TO DO | Transcribe exactly the lines that begin the material and continue through the line containing "Target: dark car". Leave out whatever follows.

[[ RECORD EXCERPTS open ]]

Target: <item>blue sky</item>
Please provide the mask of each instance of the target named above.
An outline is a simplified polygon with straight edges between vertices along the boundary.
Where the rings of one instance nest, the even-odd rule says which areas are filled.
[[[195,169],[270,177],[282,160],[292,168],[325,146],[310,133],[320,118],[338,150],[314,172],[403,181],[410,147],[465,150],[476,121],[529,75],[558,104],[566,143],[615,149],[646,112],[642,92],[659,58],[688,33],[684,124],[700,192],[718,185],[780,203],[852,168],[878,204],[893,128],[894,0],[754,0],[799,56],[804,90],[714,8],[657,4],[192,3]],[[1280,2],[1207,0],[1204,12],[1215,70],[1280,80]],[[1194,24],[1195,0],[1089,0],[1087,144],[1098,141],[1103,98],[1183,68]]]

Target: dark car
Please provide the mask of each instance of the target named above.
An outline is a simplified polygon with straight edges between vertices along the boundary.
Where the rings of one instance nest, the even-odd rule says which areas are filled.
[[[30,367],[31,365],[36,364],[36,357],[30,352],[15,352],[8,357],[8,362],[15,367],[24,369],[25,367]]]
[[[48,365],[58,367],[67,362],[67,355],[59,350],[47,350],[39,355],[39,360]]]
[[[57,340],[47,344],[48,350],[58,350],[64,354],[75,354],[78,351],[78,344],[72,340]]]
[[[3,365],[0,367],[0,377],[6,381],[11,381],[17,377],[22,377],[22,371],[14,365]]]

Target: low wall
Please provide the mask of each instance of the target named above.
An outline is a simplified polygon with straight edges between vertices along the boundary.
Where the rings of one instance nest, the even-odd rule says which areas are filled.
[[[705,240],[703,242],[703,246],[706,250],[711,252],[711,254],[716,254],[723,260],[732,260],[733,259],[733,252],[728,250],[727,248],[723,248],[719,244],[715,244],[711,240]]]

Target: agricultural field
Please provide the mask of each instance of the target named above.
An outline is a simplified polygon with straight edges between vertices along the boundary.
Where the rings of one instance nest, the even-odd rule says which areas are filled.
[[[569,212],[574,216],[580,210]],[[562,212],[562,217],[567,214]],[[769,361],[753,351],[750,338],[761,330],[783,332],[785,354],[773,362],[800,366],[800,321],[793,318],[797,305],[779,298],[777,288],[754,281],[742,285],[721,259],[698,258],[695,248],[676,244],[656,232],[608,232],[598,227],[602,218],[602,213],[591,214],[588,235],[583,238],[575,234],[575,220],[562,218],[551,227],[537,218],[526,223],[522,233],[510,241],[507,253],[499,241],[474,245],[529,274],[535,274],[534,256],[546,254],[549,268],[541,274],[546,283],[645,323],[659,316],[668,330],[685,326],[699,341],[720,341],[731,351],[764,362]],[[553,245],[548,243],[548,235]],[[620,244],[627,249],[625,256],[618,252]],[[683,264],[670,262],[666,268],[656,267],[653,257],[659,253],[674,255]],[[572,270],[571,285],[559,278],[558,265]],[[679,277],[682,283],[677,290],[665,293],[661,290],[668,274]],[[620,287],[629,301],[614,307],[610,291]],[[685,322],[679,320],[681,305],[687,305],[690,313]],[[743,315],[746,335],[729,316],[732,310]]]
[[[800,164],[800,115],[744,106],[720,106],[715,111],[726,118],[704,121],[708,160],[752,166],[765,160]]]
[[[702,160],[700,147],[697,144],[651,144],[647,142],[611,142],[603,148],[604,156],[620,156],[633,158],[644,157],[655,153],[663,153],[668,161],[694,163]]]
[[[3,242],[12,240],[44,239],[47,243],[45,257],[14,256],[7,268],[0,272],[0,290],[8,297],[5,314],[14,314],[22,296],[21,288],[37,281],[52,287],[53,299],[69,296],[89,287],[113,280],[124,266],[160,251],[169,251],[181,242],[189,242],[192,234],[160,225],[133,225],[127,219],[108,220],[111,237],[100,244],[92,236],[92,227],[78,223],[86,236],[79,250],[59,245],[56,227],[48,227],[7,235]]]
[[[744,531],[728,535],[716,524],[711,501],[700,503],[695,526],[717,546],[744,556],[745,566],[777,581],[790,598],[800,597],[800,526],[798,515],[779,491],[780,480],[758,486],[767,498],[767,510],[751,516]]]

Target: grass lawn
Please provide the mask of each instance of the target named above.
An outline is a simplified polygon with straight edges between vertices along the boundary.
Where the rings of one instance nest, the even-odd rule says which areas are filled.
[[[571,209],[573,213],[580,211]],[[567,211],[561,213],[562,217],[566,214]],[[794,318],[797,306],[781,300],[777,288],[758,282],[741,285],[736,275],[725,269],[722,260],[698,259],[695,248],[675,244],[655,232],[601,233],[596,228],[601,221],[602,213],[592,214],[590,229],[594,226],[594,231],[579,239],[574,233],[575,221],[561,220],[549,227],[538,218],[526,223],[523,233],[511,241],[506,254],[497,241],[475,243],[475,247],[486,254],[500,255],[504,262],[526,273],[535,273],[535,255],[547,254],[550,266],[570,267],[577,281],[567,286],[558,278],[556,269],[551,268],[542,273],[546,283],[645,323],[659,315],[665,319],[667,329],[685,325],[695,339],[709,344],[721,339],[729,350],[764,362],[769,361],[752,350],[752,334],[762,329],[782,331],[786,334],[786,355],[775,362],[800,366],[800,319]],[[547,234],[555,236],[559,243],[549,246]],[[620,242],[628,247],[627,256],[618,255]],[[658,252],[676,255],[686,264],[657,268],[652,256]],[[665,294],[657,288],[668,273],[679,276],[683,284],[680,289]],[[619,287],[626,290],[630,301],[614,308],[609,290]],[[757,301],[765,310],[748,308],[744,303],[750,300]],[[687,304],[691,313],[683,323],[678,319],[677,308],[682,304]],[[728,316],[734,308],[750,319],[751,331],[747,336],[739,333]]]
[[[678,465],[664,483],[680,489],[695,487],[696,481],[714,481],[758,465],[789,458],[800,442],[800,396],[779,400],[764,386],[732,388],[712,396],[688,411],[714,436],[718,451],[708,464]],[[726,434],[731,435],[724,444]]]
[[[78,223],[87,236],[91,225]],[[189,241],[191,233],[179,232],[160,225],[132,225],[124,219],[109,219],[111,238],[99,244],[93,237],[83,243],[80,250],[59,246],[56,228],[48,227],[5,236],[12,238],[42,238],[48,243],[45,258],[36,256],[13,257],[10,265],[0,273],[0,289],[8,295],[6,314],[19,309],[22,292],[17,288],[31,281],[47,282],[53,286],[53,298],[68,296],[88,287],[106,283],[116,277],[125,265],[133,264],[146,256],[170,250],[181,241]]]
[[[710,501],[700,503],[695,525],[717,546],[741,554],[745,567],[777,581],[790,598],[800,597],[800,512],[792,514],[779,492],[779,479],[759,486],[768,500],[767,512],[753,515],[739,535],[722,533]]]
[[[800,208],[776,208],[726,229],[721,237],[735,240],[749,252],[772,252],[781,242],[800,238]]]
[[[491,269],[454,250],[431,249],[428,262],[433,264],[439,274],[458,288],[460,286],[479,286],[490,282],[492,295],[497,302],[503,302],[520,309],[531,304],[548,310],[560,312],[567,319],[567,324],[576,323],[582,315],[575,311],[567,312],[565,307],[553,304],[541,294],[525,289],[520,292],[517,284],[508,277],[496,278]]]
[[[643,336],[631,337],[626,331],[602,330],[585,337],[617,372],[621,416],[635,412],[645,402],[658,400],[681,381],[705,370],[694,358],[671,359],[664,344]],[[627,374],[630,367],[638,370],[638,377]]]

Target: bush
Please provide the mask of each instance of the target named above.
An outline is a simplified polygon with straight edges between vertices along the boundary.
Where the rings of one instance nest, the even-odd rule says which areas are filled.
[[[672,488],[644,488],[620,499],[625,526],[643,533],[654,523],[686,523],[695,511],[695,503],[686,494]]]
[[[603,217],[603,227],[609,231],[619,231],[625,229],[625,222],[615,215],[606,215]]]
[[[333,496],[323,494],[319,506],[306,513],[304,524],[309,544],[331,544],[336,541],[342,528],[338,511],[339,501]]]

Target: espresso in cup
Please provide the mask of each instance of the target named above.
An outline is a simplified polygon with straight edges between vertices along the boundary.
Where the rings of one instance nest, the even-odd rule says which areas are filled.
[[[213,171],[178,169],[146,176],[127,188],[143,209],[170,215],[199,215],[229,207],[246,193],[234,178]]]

[[ RECORD EXCERPTS closed ]]

TASK OUTPUT |
Target: <item>blue sky</item>
Please provide the mask of each instance of the target named above.
An outline is a simplified polygon with straight edges between vertices along the boundary.
Where the rings of one instance nest, the even-odd rule says which areas are filled.
[[[195,169],[270,177],[282,160],[292,168],[325,146],[310,133],[320,118],[338,150],[314,172],[403,181],[410,147],[465,150],[476,121],[529,75],[558,104],[566,143],[615,149],[646,112],[642,92],[659,58],[688,33],[684,124],[700,192],[718,185],[780,203],[852,168],[878,204],[893,128],[894,0],[754,0],[799,56],[804,90],[714,8],[657,4],[192,3]],[[1280,2],[1207,0],[1204,12],[1215,70],[1280,80]],[[1194,24],[1195,0],[1089,0],[1087,144],[1098,141],[1103,98],[1183,68]]]

Target: dark car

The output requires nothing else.